◆ Fragmento
El nacionalismo popular del proyecto chavista explicita el enfrentamiento de 
clases, y su formulación populista –en la que intervienen también otros 
elementos de conflictividad distintos de la clase- bien puede ser interpretada 
como una apelación al colectivo nacional en forma homóloga pero inversa a las 
construcciones burguesas de "pueblo" y "ciudadanía" (que los medios han logrado 
sintetizar y reformular bajo el simplismo "gente"). Si la ideología burguesa 
necesita para hacerse hegemónica del camuflaje de su carácter faccioso, no 
debería sorprender una operación tal por parte del bloque popular en el poder, 
que pone el énfasis en el concepto de nación sometiéndolo a una disputa por el 
sentido en el intento de convertirlo en instrumento eficaz de construcción 
contrahegemónica. Porque hay que decir que los conceptos y los constructos 
sociales que aquellos pretenden designar no nacen puros ni se mantienen 
inalterables a lo largo de la historia, ni pueden nunca ser definidos por fuera 
del contexto en el que operan. 
Pero el triunfo popular constituye además un claro -y raro- ejemplo de 
resistencia semiótica, aun en un contexto socioeconómico que dista en mucho del 
ideal. Esto sin soslayar que el ideal, para un proceso revolucionario en 
efectiva marcha, no puede ser otro que el posible para unas circunstancias dadas 
en las que se debe actuar de manera concreta, aunque esta idea le resulte tan 
hostil a la abstracción revolucionaria que, en su verborrágica radicalidad, no 
puede ver si no con encono aquellas construcciones que los pueblos pueden 
verdaderamente realizar, con sus contradicciones e impurezas, sujetos las más de 
las veces a condiciones de extrema dificultad. 
En este marco resulta necesario formularse algunas preguntas antipáticas: ¿Cúantos 
referendos más podría ganar Chávez? ¿Cuántos embates puede soportar airosamente 
una fuerza popular en el poder, bajo condiciones de efectiva dominación 
capitalista? Aun en el mejor de los escenarios socioeconómicos, el proyecto 
revolucionario tiende a tropezar con lo que en la vieja terminología llamaríamos 
el desfase de las transformaciones siempre más lentas en la superestructura que 
en la base. Y la "dictadura del proletariado" se ha mostrado tan ineficaz en la 
construcción contrahegemónica como el apego a la constitucionalidad burguesa. El 
problema aún insoluble sigue siendo el de la transformación profunda del 
imaginario social, y el de cómo el ejercicio del poder estatal puede ponerse en 
función de ella entendida como condición esencial para el proceso revolucionario 
(por no decir que tal transformación no es sino un sinónimo de ese proceso). 
Hay todavía un elemento nuevo, o cuya dimensión debe ser considerada como nunca 
antes: en la modernidad tardía, la vida social no sólo está mediatizada por los 
dispositivos de comunicación de masas, sino que ellos modelan y producen una 
parte sustancial de la experiencia social. Modelan, porque recortan las 
significaciones posibles y proveen de repertorios amplios pero limitados de 
relatos socialmente disponibles. Producen, porque de por sí ocupan una porción 
considerable de la experiencia ordinaria construyendo subjetividad, fragmentando 
y reelaborando identidades a través del mercado de los bienes simbólicos. La 
comunicación de masas es cada vez más el lugar donde se juega lo imaginario que 
define lo real, y tanto sus formas como sus prácticas son al menos tan 
importantes como el contenido de los mensajes. Formas de percibir, 
deconstrucción de identidades en reelaboración, prácticas de consumo donde se 
forjan subjetividades dominadas.

◆ Datos extraídos
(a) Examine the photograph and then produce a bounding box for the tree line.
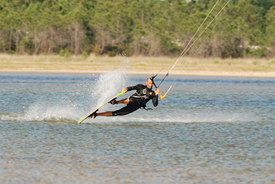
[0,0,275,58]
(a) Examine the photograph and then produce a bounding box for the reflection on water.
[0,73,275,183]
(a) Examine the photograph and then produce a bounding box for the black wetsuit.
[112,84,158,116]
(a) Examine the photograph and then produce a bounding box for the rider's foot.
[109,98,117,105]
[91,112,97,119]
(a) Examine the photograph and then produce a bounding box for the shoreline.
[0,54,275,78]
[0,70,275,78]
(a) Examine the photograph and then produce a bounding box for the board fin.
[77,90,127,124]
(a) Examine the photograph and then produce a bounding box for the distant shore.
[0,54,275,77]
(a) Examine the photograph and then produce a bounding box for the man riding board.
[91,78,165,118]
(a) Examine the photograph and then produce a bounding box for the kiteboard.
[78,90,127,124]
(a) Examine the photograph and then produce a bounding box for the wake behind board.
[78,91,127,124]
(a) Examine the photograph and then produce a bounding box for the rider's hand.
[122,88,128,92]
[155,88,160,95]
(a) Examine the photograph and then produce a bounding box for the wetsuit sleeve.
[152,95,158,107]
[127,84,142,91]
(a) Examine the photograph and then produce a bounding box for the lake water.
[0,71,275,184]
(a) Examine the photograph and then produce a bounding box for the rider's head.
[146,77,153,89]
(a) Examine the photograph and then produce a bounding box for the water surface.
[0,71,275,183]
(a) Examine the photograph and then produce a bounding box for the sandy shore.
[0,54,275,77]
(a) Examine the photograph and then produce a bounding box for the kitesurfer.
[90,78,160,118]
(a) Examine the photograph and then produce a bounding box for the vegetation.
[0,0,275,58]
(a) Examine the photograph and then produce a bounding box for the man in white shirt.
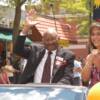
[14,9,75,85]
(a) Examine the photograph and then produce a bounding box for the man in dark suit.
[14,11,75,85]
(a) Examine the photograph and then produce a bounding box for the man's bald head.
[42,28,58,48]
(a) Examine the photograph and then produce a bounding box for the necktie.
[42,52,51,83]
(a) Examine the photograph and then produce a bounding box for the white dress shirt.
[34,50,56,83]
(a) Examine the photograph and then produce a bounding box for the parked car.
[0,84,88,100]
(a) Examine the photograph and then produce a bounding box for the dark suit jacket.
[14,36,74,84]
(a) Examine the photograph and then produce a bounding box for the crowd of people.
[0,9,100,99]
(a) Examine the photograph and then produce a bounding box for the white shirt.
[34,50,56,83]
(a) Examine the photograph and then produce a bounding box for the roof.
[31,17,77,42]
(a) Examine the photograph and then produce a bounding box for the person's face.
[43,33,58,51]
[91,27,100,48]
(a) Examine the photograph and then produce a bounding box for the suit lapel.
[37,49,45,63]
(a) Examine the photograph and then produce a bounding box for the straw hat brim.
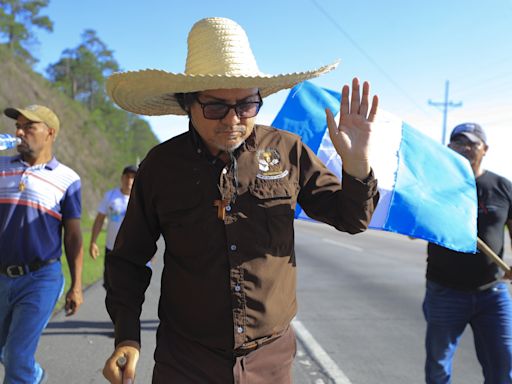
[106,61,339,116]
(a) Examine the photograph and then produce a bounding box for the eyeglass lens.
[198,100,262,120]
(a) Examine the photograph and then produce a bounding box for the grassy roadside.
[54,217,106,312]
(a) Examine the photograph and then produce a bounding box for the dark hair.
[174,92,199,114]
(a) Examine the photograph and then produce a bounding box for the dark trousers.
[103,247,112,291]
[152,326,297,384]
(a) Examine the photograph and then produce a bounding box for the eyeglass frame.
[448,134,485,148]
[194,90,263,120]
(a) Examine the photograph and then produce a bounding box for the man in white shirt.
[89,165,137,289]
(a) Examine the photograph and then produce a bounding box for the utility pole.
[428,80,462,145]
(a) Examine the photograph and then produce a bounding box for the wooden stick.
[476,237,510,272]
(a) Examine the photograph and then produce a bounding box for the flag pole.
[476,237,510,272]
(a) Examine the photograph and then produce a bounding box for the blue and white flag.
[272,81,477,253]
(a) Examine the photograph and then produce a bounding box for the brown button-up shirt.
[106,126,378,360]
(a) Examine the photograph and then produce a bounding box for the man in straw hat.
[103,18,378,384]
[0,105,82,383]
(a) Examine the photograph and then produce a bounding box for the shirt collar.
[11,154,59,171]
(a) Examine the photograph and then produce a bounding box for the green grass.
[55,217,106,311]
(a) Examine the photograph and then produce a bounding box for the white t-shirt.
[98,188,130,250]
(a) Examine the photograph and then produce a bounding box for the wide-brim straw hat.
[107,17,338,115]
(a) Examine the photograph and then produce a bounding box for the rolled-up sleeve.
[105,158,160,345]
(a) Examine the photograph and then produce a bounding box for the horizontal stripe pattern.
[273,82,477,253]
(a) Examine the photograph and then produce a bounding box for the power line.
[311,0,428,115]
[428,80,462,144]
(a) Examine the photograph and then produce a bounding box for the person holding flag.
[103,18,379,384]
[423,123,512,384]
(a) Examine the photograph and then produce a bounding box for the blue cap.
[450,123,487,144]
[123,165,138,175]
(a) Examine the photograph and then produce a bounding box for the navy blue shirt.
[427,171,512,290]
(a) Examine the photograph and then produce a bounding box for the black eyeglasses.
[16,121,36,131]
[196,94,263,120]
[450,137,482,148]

◆ Tarea asignada 1
¿Puedes transcribir sin cambios el pasaje del fragmento sobre el proyecto chavista que va desde "Pero el triunfo" hasta "de extrema dificultad."?
◆ Tarea asignada 2
¿Concuerdan con el fragmento sobre el proyecto chavista las afirmaciones (a), (b) y (c)? Responde sí o no a cada una y cita literalmente las palabras del fragmento que lo deciden.
(a) Los medios han reducido las nociones de "pueblo" y "ciudadanía" al término "gente".
(b) La "dictadura del proletariado" ha resultado más eficaz que el apego a la constitucionalidad burguesa en la construcción contrahegemónica.
(c) Las transformaciones son más rápidas en la superestructura que en la base.

◆ Respuesta completa 1
Pero el triunfo popular constituye además un claro -y raro- ejemplo de 
resistencia semiótica, aun en un contexto socioeconómico que dista en mucho del 
ideal. Esto sin soslayar que el ideal, para un proceso revolucionario en 
efectiva marcha, no puede ser otro que el posible para unas circunstancias dadas 
en las que se debe actuar de manera concreta, aunque esta idea le resulte tan 
hostil a la abstracción revolucionaria que, en su verborrágica radicalidad, no 
puede ver si no con encono aquellas construcciones que los pueblos pueden 
verdaderamente realizar, con sus contradicciones e impurezas, sujetos las más de 
las veces a condiciones de extrema dificultad.

◆ Respuesta completa 2
(a) Sí: "que los medios han logrado sintetizar y reformular bajo el simplismo "gente"".
(b) No: "se ha mostrado tan ineficaz en la construcción contrahegemónica como el apego a la constitucionalidad burguesa".
(c) No: "las transformaciones siempre más lentas en la superestructura que en la base".